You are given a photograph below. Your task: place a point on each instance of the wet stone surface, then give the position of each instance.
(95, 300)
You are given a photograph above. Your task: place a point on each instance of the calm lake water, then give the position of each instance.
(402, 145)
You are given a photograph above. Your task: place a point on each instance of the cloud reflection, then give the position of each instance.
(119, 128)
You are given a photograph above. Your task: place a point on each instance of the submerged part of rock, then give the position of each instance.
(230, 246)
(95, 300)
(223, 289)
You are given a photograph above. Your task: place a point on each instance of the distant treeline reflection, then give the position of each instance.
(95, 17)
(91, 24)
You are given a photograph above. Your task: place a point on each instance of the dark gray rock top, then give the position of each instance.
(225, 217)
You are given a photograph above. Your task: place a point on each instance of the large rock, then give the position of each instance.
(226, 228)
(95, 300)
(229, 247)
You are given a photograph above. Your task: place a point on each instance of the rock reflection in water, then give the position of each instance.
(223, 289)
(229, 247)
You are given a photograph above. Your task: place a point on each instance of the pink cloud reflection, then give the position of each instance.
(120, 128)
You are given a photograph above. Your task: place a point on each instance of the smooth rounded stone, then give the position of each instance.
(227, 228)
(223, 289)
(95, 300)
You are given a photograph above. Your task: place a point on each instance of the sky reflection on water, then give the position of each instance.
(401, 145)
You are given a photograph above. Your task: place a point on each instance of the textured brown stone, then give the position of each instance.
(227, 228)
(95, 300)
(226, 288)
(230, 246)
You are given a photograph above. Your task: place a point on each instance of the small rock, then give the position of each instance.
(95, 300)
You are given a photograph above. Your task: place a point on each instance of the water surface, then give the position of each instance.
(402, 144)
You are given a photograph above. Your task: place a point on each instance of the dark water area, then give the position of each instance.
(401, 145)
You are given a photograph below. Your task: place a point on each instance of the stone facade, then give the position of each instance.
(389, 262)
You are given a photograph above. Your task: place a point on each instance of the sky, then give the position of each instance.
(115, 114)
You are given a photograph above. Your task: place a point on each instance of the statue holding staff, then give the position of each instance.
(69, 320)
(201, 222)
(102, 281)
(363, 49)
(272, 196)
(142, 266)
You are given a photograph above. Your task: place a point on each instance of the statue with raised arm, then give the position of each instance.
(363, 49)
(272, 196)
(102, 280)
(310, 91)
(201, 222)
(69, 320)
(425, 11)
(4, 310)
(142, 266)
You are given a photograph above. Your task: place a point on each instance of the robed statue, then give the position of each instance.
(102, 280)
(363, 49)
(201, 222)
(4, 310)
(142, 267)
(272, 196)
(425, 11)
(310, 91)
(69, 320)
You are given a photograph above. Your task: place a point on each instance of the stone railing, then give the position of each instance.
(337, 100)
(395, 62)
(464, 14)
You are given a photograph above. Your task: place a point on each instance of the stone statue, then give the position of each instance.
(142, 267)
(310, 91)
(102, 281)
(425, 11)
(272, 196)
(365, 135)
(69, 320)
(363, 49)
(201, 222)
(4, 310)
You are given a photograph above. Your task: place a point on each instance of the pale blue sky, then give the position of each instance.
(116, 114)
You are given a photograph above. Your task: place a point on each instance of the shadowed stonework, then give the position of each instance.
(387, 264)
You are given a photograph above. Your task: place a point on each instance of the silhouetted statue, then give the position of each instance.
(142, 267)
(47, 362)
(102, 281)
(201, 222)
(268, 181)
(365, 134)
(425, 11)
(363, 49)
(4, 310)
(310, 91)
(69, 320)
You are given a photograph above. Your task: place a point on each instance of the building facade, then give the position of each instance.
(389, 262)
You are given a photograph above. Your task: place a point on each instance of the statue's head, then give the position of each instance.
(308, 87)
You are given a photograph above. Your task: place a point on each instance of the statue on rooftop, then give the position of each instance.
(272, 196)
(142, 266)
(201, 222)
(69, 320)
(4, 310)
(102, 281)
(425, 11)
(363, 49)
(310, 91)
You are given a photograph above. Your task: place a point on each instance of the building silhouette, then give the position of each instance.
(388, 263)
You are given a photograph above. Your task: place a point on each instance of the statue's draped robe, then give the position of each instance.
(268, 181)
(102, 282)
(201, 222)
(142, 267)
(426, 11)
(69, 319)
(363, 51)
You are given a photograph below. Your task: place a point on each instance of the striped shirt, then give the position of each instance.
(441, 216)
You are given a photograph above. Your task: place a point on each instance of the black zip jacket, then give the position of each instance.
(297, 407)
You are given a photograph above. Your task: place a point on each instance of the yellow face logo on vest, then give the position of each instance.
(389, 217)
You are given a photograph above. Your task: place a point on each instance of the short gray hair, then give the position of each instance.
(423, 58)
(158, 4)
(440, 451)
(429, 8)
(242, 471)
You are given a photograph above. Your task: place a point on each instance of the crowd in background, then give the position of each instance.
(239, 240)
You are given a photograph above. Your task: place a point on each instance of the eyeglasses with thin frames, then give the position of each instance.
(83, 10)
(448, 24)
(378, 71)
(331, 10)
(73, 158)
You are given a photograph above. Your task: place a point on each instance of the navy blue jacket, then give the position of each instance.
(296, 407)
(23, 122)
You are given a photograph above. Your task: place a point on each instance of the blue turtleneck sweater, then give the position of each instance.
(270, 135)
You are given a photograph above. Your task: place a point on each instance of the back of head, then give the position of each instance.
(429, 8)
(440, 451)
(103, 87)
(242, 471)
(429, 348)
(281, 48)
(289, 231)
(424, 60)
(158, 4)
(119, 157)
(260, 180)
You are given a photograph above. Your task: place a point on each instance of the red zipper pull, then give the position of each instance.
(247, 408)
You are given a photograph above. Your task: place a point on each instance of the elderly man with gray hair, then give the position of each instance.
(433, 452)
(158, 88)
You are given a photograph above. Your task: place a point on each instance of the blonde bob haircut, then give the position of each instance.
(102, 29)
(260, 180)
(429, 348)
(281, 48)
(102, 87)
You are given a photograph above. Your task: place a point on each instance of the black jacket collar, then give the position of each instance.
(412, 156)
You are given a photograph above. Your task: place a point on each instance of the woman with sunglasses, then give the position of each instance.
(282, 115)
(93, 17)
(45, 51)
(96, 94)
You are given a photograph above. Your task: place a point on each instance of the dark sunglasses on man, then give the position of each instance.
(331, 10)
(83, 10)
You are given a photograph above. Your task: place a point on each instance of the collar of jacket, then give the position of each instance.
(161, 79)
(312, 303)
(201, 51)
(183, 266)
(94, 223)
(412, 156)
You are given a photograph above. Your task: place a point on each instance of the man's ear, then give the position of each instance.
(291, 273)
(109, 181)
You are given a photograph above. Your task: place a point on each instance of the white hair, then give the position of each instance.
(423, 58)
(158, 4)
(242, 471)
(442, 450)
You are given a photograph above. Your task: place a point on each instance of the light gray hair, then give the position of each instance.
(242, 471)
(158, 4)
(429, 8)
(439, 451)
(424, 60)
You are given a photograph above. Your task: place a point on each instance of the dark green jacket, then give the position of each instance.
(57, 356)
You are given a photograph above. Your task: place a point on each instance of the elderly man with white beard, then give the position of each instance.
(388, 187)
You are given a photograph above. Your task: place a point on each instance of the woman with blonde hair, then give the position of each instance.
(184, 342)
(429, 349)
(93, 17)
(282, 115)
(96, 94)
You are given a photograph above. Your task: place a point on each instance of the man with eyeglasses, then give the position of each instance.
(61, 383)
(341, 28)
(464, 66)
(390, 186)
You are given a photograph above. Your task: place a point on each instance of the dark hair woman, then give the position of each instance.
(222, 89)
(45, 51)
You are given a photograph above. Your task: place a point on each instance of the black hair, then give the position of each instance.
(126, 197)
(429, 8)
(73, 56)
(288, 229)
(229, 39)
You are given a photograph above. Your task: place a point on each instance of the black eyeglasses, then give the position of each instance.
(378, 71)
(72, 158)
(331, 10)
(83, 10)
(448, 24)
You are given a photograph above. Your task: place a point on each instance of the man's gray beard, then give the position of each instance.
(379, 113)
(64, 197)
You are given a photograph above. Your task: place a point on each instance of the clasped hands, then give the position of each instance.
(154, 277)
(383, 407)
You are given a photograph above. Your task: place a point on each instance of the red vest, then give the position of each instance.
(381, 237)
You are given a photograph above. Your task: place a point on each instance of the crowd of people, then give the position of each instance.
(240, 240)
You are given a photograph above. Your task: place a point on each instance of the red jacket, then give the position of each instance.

= = = =

Quote verbatim the line containing "the man's gray" and every line after it through the end of the records above.

Response.
You are given a photograph above. Your task: place a point on each instance of the man's gray beard, then give the position of each instance.
(379, 113)
(64, 197)
You are given a photograph above. Your task: place a point on each instance of the clasped hands, then give the position of each instance.
(154, 277)
(383, 407)
You are given a photograph above. Your task: place a point on each instance of the red vest, then give the position of each instance.
(381, 237)
You are given a photograph above. Your task: place a point on each instance of the crowd of people, then give the position of each instance.
(240, 240)
You are given a photograph above. Your task: place a point on each instance of the red jacket, then give the position of each instance.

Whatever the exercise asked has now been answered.